For total LOS, we set arbitrary thresholds corresponding to 1 week, 2 weeks, and 1 month. These thresholds were chosen to reflect varying degrees of health care utilization in ours and possibly other health care systems, corresponding to different levels of patient care needs and resource allocation. Inpatient stays between 1 and 2 weeks represent short-term stays, potentially indicative of acute or less severe conditions. In contrast, stays longer than 2 weeks and those extending beyond 1 month represent increasingly prolonged stays, often associated with more severe or complex health issues, especially in the latter. These distinctions are critical for understanding and managing different patient care strategies. They also represent varying levels of health care management and resource planning, as we intend to develop disease management programs around these thresholds in the future. Regarding ED attendance, a recent systematic review indicated that ≥3 was the most common definition for high ED attendance but noted that definitions could extend to 30 or more visits [11]. Accordingly, we defined high ED attendance by using the 3 aforementioned thresholds, with ≥3 visits as the minimum criterion. This approach may aid in planning interventions to prevent escalation to higher levels of utilization.

| To do |
A) In the excerpt on hospital utilization thresholds, what is the minimum number of visits used to define high ED attendance?
B) How would you render this sentence from the excerpt on hospital utilization thresholds in Spanish: "These distinctions are critical for understanding and managing different patient care strategies."
The entries are not needed for anything here.

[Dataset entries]
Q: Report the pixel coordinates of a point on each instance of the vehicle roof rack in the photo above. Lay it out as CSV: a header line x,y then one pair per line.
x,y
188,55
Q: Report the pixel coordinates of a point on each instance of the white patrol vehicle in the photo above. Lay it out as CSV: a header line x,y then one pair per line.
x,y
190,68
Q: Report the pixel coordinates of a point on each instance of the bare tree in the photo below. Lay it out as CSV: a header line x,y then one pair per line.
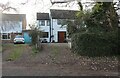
x,y
6,7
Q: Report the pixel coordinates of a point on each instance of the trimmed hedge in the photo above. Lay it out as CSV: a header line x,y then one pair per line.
x,y
91,44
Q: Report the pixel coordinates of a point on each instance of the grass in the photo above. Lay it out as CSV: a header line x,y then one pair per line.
x,y
16,52
34,50
55,51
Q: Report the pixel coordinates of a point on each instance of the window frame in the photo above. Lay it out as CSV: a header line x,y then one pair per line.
x,y
59,21
45,34
47,22
41,24
8,36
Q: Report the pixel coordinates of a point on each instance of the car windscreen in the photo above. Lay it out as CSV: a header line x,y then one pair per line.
x,y
19,36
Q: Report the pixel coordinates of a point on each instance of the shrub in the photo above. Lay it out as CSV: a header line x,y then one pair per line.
x,y
91,44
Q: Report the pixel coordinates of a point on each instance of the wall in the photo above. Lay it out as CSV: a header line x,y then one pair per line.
x,y
55,28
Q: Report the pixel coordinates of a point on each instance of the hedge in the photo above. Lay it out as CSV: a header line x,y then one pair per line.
x,y
91,44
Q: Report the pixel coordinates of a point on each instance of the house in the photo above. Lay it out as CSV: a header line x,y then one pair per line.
x,y
54,31
43,20
11,25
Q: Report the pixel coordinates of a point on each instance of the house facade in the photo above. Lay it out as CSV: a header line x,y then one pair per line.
x,y
11,25
56,32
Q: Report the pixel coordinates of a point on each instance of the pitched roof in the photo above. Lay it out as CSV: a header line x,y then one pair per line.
x,y
43,16
13,17
63,14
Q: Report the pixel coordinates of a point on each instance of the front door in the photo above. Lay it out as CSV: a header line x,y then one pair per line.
x,y
27,38
61,36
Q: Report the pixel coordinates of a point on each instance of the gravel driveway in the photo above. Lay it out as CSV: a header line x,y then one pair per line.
x,y
56,59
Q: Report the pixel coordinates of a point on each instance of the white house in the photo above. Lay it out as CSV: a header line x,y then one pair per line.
x,y
43,21
10,25
51,24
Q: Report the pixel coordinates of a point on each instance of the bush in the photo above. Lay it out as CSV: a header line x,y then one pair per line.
x,y
91,44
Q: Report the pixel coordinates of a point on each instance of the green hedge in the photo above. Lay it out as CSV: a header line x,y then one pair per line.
x,y
90,44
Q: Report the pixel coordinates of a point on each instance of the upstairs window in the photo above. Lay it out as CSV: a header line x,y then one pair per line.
x,y
6,36
48,22
45,35
59,22
42,23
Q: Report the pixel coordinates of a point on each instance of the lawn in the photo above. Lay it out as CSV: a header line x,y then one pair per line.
x,y
15,51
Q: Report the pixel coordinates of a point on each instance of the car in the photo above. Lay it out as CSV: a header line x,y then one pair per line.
x,y
19,39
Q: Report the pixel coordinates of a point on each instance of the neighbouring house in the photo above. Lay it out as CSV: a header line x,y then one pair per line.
x,y
51,24
11,25
43,20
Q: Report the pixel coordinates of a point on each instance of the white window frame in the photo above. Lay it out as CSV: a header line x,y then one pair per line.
x,y
7,36
40,23
47,22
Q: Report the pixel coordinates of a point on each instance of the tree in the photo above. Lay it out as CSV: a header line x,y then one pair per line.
x,y
6,7
103,18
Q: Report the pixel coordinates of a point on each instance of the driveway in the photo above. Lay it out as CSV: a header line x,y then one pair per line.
x,y
56,59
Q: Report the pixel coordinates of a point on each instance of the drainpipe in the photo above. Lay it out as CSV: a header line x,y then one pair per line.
x,y
50,30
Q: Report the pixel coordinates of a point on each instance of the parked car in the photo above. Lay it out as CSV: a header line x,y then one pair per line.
x,y
19,39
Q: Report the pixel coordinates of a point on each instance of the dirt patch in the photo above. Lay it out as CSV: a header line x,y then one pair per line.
x,y
58,60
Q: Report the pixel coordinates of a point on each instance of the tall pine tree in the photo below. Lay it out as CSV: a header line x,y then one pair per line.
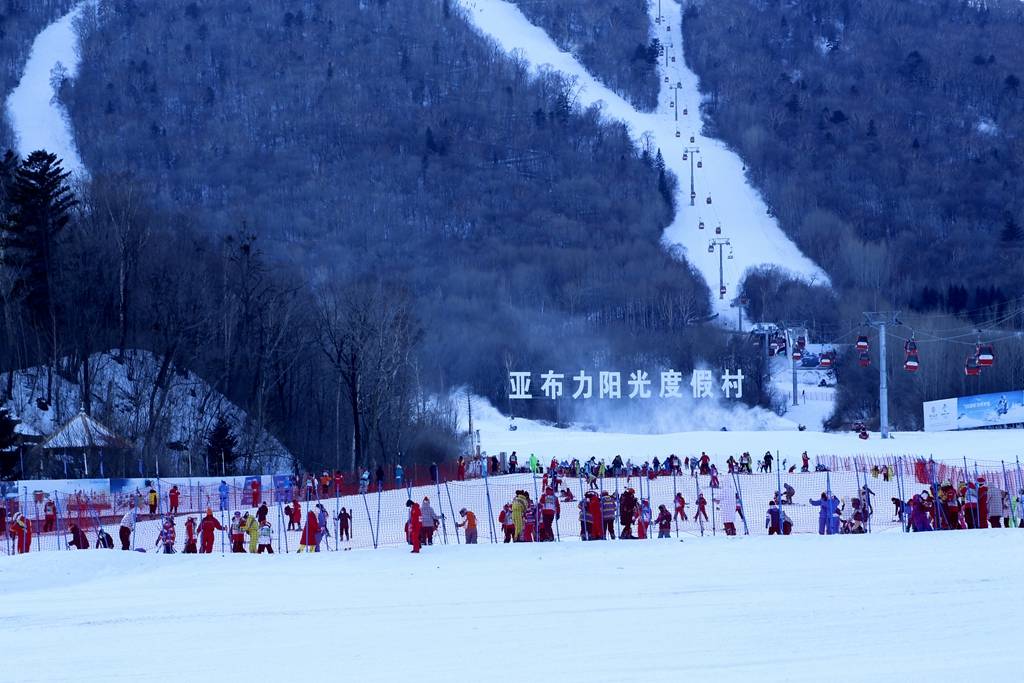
x,y
220,446
39,203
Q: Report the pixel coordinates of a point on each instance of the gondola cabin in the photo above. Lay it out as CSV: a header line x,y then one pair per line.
x,y
912,363
985,355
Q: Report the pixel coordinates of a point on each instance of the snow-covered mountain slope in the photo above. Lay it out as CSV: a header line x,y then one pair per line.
x,y
799,608
755,237
583,441
38,118
125,395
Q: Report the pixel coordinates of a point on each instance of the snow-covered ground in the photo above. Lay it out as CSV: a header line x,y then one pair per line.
x,y
38,118
755,237
799,608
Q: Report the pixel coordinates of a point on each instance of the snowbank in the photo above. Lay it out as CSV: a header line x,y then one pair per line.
x,y
36,114
725,609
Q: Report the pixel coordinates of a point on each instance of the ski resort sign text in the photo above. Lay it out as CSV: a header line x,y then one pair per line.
x,y
639,385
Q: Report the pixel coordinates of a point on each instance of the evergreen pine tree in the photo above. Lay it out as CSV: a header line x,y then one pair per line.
x,y
39,203
8,458
220,446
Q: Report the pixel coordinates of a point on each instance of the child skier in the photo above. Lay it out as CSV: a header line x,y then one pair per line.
x,y
469,521
344,518
265,537
166,538
206,529
414,524
664,522
190,536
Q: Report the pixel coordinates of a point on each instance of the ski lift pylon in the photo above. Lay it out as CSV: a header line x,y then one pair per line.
x,y
985,355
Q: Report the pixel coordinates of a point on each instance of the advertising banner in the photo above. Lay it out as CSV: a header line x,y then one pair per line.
x,y
988,410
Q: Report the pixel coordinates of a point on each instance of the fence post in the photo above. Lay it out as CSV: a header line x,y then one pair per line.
x,y
491,512
440,506
829,506
1010,496
452,508
742,508
583,510
898,467
373,534
696,480
778,495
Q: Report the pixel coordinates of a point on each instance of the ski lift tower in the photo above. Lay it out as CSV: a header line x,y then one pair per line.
x,y
880,319
793,331
719,243
690,152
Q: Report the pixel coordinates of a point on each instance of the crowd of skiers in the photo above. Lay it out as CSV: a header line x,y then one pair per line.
x,y
969,505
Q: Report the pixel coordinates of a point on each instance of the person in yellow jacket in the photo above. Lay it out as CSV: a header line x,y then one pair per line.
x,y
251,526
518,511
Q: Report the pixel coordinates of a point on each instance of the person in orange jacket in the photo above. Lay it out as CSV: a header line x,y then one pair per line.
x,y
190,536
414,523
20,530
206,529
49,516
469,521
307,541
508,525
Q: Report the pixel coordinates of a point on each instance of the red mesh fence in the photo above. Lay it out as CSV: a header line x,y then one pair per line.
x,y
865,493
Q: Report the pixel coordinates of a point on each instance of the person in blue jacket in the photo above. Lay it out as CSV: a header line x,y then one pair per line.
x,y
826,511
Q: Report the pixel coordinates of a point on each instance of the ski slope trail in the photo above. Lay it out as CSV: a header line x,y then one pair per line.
x,y
36,114
755,238
797,608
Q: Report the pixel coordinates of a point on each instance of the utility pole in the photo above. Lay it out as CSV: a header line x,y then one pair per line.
x,y
880,319
690,152
719,243
792,330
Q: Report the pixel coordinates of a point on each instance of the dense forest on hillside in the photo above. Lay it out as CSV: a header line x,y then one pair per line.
x,y
325,239
887,136
611,38
20,22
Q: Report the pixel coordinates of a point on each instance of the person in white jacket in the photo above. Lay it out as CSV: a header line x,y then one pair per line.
x,y
127,526
265,538
995,507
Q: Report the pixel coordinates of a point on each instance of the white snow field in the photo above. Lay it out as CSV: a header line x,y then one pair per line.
x,y
798,608
38,118
756,238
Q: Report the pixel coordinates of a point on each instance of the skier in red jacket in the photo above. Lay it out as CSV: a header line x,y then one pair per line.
x,y
20,530
190,536
307,541
414,524
701,508
596,530
49,516
206,529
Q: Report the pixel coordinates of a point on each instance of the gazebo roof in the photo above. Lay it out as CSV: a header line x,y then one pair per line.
x,y
82,431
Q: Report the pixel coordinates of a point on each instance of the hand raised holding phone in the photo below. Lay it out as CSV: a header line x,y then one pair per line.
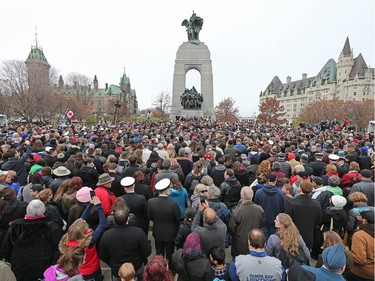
x,y
95,200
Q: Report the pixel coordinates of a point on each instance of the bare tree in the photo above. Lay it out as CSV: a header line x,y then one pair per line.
x,y
15,90
81,86
162,103
271,112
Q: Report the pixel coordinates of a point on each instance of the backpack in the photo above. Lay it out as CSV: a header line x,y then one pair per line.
x,y
121,167
205,169
289,260
194,182
223,213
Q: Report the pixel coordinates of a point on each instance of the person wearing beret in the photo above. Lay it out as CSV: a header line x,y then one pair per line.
x,y
334,262
166,216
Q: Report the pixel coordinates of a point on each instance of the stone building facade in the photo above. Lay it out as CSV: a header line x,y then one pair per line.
x,y
347,79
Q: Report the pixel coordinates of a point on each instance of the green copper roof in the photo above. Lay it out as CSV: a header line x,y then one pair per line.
x,y
36,54
346,51
124,79
328,72
115,90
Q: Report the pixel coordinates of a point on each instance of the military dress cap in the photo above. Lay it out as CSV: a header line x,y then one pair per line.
x,y
317,180
333,157
105,178
127,181
334,256
162,184
61,171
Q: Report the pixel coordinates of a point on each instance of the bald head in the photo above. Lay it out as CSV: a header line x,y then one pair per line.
x,y
247,193
209,216
256,239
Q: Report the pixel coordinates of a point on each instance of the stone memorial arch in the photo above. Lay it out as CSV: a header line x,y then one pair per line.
x,y
192,54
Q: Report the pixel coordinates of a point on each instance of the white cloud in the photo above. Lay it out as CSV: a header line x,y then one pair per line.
x,y
250,41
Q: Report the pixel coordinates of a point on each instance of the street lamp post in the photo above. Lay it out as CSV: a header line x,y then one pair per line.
x,y
117,106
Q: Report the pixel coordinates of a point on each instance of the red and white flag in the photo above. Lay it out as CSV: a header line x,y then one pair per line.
x,y
69,113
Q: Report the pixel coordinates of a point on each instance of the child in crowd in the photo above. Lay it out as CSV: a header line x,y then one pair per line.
x,y
220,268
127,272
185,228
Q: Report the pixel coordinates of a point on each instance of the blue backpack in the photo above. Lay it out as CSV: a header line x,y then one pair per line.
x,y
223,213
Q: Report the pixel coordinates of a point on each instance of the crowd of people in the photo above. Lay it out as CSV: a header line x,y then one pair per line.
x,y
278,196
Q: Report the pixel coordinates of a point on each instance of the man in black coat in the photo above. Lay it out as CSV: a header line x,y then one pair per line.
x,y
88,173
31,244
124,243
165,214
17,163
305,212
318,165
136,203
116,187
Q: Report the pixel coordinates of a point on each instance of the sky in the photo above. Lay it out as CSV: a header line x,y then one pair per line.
x,y
250,41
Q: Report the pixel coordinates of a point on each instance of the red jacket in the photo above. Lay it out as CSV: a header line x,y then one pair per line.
x,y
91,263
107,198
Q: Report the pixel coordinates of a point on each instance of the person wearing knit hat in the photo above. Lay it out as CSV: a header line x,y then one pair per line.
x,y
31,243
166,216
334,261
297,273
366,186
83,194
335,217
103,191
189,261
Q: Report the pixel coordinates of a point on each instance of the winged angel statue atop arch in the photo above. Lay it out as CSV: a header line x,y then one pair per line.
x,y
193,27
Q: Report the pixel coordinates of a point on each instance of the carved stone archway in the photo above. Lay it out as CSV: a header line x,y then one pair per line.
x,y
190,56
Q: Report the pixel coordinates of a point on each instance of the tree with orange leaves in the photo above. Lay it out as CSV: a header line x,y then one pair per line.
x,y
225,111
271,112
359,113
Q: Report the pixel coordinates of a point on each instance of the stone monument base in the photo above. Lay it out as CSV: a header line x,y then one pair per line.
x,y
191,113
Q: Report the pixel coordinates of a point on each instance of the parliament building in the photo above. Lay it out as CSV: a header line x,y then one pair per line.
x,y
347,79
100,100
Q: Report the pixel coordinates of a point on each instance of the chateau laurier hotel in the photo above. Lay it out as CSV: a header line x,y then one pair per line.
x,y
348,79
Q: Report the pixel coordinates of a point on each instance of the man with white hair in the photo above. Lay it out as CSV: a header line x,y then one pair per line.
x,y
245,217
31,244
163,154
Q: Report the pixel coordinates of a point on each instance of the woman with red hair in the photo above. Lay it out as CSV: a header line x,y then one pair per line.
x,y
157,270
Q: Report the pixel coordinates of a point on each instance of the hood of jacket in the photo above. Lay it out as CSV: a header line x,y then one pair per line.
x,y
11,207
337,213
53,273
269,189
231,180
219,168
26,231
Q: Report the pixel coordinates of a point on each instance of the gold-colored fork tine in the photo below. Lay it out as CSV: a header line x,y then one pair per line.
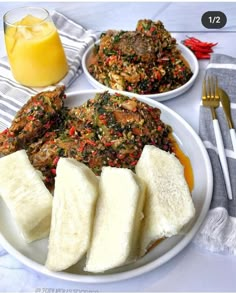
x,y
217,95
204,93
210,87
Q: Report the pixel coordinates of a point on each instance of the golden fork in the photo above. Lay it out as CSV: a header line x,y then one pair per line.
x,y
211,99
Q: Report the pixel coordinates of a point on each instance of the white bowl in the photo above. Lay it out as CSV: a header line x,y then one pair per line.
x,y
187,54
34,254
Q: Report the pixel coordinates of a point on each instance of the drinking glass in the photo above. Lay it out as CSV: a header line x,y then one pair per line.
x,y
34,48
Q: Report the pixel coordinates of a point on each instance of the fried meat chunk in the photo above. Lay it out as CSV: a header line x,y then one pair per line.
x,y
35,118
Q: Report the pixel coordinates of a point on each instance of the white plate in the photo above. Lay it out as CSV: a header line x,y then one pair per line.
x,y
34,254
187,54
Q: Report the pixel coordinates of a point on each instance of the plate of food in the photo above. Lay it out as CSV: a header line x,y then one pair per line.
x,y
147,61
99,187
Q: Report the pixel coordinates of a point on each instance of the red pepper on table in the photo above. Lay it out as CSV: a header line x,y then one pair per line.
x,y
201,49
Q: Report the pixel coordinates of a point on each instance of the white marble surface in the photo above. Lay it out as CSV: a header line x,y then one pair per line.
x,y
194,269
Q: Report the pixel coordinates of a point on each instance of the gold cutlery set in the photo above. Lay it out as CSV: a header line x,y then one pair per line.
x,y
212,95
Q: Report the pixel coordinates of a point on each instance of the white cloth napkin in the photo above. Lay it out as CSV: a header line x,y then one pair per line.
x,y
75,40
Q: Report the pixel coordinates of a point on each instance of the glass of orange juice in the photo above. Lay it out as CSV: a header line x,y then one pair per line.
x,y
34,48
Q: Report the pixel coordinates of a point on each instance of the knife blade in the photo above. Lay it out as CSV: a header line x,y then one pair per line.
x,y
225,101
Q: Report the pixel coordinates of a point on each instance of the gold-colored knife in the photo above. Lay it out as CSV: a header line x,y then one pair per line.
x,y
225,101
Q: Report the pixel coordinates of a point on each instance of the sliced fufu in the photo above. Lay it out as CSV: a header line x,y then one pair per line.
x,y
75,195
169,204
26,196
119,212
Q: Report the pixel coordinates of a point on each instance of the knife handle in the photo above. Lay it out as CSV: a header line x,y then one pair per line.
x,y
233,138
222,156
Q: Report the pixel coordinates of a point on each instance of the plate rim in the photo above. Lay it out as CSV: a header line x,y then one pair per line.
x,y
97,278
158,97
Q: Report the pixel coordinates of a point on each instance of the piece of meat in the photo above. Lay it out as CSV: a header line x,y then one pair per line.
x,y
131,43
38,115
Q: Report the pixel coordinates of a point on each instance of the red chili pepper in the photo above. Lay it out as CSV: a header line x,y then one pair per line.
x,y
72,131
5,131
55,161
81,147
133,163
109,143
91,142
31,117
53,171
201,49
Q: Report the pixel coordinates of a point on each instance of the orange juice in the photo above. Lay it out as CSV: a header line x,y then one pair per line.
x,y
35,52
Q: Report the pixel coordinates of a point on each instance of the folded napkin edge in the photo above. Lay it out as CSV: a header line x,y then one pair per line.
x,y
218,232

| Task-by-task solutions |
A) Three or more visits.

B) Estas distinciones son fundamentales para comprender y gestionar las distintas estrategias de atención al paciente.